### Extract to read
==============================
If you can support them,please send any message and support them.

Best Wishes from TOKYO

Yukihiko YOSHIDA

Their websites:
http://www.marthagrahamcenter.com Old Page
http://www.marthadancers.org      NewPage
http://www.danceinsider.com/
You can see some infomation and the processes of trouble
http://www.danceinsider.com/

===== the text which released one year ago =======
Dear Friends and Colleagues

The future of Martha Graham's body of work, universal in its scope is in grave
danger, and faces the very real prospect of extinction.  We, the dancers of the
Martha Graham Dance Company and many of the dancers who preceded us, believe
this tragedy is avoidable and that immediate, concerted action by the
international artistic community is essential.  Martha's work has been our life
- and her Company our livelihood.  We now ask for your support in our struggle
to revive the Company and to rescue the precious legacy of Martha Graham.  For
that to happen, we believe certain issues must be understood and candidly
addressed.

On May 25, 2000 the Board of Trustees of the Martha Graham Center for
Contemporary Dance voted to suspend operations of the Martha Graham Dance
Company, the Martha Graham School and its Ensemble.  Since the death of Martha
Graham in 1991 a gulf has grown between The Center whose function it is to
perform and teach the Graham works and Mr. Ron Protas who recently established
the Martha Graham Trust to administer his rights to the works of Martha Graham.
The May 25th decision was a direct consequence of the Board's inability to
raise funds because of the intractable, longstanding conflict over artistic
issues and finances between the Center and Mr.  Protas.  This and the failure
of Mr. Protas to honor an agreement to step down as artistic director of the
Company are at the core of the tragic situation imperiling the survival of the
entire Center.
==============================
### Dataset rows
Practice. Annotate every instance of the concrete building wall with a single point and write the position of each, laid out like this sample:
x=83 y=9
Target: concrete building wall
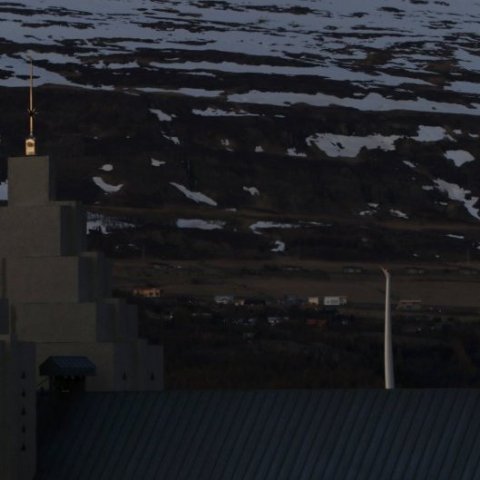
x=45 y=230
x=17 y=410
x=48 y=279
x=30 y=181
x=63 y=322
==============================
### Requirements
1. List the operations that the Board of Trustees voted to suspend on May 25, 2000, according to the letter about the Martha Graham Dance Company.
2. In the letter about the Martha Graham Dance Company, who established the Martha Graham Trust?
3. Continue the letter about saving Martha Graham's legacy, picking up after its final sentence.

### The results
1. The Martha Graham Dance Company, the Martha Graham School, and its Ensemble.

2. Mr. Ron Protas.

3.
Mr. Protas inherited Martha Graham's works and it is apparent to us that his
exploitation of this position has alienated presenters, sponsors and members of
the philanthropic community thus preventing the Center from receiving the
grants and funds necessary to ensure its survival.  He also has a history of
adversarial, contentious relationships with past and present dancers and staff
that has produced a destructive working environment.  In addition, he has now
announced that he has withdrawn permission for the Martha Graham Dance Company
to perform all the ballets she created on the Company ?  while at the same time
continuing to license those works to other companies.  These actions and his
egregious behavior have created the untenable situation that undermines the
Company and threatens the legacy of Martha Graham.  We believe that renewed
negotiations between the Trust and the Center to restructure the relationship
between them are necessary.  Such a restructuring must ensure a respectful,
constructive, artistically driven working environment with complete autonomy
for the Center and allow invaluable contributions of past and present artists
of the Graham Company and School to be respected and utilized.

If other companies are to license the ballets from the Trust WITHOUT the
Company existing to set the standard for Martha Graham's works, the aesthetic
values she devoted her life to will be gravely and forever diminished.
Throughout the Company's existence and its many generations of dancers, runs
the deep commitment to the Martha Graham technique and theater necessary to the
mastery of her work.  This continuity and commitment makes the Martha Graham
Dance Company the repository of the vast knowledge embodied in her work. It is
imperative that the entire dance community, including Mr. Protas, realize that
should this Company and School close, the world would be deprived of the home
Martha Graham created nearly 75 years ago uniquely dedicated to the creation
and continued performance of her work.  To preserve the integrity of Martha
Graham's work until the Martha Graham Center can be revived, we ask all other
dance companies and institutions to refrain from licensing and performing any
Graham work.  We ask all artists to refrain from participating in the mounting
of any Graham work.  We ask all dancers to refrain from accepting engagements
to perform any Graham work.

All of us know the cost of acting on this statement.  We do so because our
Company and its legacy face extinction.  It is our hope that this tragedy wi ll
give birth to a new and sustainable future for the Company and School uniquely
dedicated to presenting the genius of Martha Graham.  We acknowledge that Mr.
Protas devoted a significant part of his life to Martha Graham and ask that he
honor his commitment to Martha's work by negotiating a new licensing agreement
with the Center to ensure the life of the Company and School.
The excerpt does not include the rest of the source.